PAGE TEXT —
+++++

To Stretch Or Not To Stretch?

Many of my patients tell me: “Oh I go to yoga, and I stretch all the time, I don’t understand why I’m still so tight and why I still have pain!” Undoubtedly, this leads to great frustration. So let us talk about this.  

The Misconception About Stretches 

One of the most common misconceptions that people have about Mobility, is that it is all about stretching. Though stretching does have its place – it is not all Mobility is about! Most of my patients are already very flexible. The problem is that they are not strong. By this I am not referring to lifting weights in the gym – though that is an argument for another day. What I am referring to is the combination of flexibility and strength. That is Mobility.  

Think about it this way: each joint in our bodies can move in certain directions. Our muscles control this movement. When we talk about your Range of Motion (ROM), we refer to how far each of your joints can move. Let us look at hip ROM for instance. When you are doing a stretch for your hip flexors, you can move into the lunge position to a certain degree. At some point you will feel restricted by a tight, stretchy feeling in front of your hip. This is where your muscles tell you: “This is the furthest we are comfortable with.” Then your yoga instructor comes over and pushes you a little further, and at some point you will start to feel either pain in the hip or a fear-like feeling (called apprehension). This is where your muscles are telling you: “If you go further than this, we cannot control the joint anymore and we’re going to get injured.” The reason your muscles cannot control this range, is simple: they do not have the strength to do so.

+++++

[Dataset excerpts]
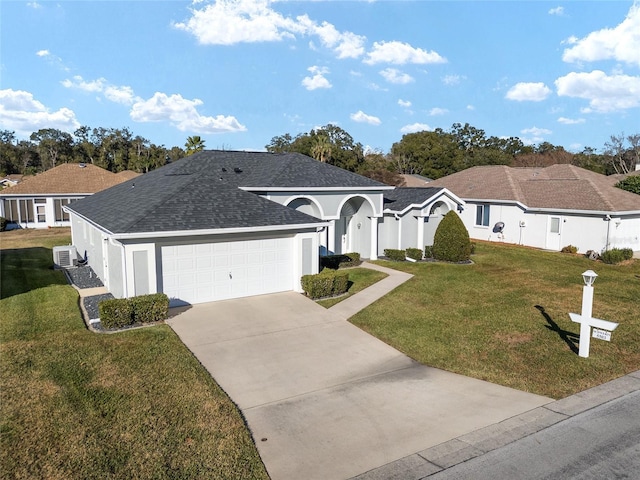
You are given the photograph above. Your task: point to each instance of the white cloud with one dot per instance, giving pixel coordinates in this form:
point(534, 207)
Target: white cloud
point(621, 43)
point(228, 22)
point(533, 92)
point(318, 79)
point(416, 127)
point(606, 93)
point(182, 113)
point(400, 53)
point(570, 121)
point(22, 113)
point(362, 117)
point(393, 75)
point(123, 95)
point(438, 111)
point(452, 79)
point(86, 86)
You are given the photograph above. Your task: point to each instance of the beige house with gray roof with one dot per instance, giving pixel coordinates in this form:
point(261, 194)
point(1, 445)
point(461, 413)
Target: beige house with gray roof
point(547, 208)
point(38, 201)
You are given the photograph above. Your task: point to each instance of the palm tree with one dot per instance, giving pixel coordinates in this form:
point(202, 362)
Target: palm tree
point(194, 144)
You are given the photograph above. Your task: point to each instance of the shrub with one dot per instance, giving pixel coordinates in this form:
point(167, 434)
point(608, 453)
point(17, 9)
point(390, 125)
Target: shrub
point(395, 255)
point(569, 249)
point(115, 313)
point(150, 308)
point(123, 312)
point(325, 284)
point(414, 253)
point(616, 255)
point(334, 262)
point(451, 242)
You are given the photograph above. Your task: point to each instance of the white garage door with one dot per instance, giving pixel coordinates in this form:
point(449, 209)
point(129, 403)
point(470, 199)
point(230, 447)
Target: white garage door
point(207, 272)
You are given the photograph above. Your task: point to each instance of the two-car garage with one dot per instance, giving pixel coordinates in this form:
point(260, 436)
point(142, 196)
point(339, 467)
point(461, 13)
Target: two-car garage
point(210, 271)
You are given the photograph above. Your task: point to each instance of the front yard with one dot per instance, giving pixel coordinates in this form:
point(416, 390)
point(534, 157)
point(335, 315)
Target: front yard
point(75, 404)
point(505, 318)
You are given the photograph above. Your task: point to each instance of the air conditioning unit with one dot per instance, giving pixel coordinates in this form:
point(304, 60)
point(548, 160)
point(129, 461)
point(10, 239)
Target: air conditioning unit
point(64, 257)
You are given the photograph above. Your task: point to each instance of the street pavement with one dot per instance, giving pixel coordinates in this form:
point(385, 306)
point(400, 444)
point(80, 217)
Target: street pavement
point(324, 399)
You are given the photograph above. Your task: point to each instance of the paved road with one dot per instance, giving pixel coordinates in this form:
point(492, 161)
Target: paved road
point(601, 443)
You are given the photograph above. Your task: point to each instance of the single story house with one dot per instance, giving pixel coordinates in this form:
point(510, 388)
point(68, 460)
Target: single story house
point(38, 201)
point(547, 208)
point(221, 224)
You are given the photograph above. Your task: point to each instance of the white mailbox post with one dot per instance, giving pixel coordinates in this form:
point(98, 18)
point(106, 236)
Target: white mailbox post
point(586, 320)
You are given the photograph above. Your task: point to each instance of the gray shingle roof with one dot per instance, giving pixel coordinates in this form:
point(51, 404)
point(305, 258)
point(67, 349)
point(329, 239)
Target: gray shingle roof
point(562, 187)
point(402, 197)
point(202, 192)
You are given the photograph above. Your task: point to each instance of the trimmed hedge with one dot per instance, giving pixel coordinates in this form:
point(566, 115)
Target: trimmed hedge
point(334, 262)
point(616, 255)
point(327, 283)
point(451, 242)
point(414, 253)
point(395, 255)
point(124, 312)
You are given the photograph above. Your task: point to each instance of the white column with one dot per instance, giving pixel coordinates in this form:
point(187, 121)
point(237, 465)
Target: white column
point(585, 325)
point(331, 237)
point(374, 238)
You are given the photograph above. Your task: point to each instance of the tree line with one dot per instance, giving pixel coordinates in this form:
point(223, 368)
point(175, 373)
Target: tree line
point(432, 154)
point(437, 153)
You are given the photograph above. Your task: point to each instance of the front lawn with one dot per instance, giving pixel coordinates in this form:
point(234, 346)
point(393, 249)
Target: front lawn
point(505, 318)
point(359, 279)
point(77, 405)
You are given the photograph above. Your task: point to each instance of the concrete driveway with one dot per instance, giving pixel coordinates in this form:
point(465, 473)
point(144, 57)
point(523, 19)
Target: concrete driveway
point(325, 400)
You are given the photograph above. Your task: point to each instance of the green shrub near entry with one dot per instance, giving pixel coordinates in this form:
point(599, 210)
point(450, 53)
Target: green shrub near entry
point(414, 253)
point(116, 313)
point(395, 255)
point(334, 262)
point(451, 242)
point(616, 255)
point(325, 284)
point(124, 312)
point(150, 308)
point(428, 251)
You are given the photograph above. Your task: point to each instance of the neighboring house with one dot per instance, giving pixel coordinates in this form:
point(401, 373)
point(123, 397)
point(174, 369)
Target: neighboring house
point(38, 201)
point(11, 180)
point(219, 224)
point(547, 208)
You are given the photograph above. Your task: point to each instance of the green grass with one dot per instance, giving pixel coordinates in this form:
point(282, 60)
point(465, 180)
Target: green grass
point(505, 318)
point(77, 405)
point(359, 279)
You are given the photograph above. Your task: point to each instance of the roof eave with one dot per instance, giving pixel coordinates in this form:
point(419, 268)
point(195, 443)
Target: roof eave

+++++

TASKS AND EXERCISES —
A - In the stretching text, what does the author say Mobility is?
B - Pick up the text on stretching and mobility after its last sentence and continue it.
None of the work here requires the lines above.

TASK-BY-TASK RESULTS —
A - Mobility is the combination of flexibility and strength.

B -
The Benefits of Mobility Training 

This is where mobility training comes in. It is essentially this: Going into that area where your muscles say “this is the most we are comfortable with, because after this we cannot control the joint anymore” – let us call this the Sweet Spot. In this sweet spot, we will perform strength-exercises. The next time we enter this range, your muscles will say: “oh, look! We actually feel quite confident here. You can go a little further this time” – and there you have won some range.  

Incorporating joint mobility work into your weekly sports routine can have numerous benefits for your body and overall athletic performance. Here are some advantages to consider: 

  1. Improved Range of Motion: Joint mobility exercises can help to improve your range of motion by increasing the flexibility of your joints, muscles, and connective tissues. This can lead to better athletic performance and reduce the risk of injury. 
  1.  Increased Joint Stability: Mobility work can also help to improve joint stability by strengthening the muscles surrounding the joint and improving the joint’s ability to move through its full range of motion.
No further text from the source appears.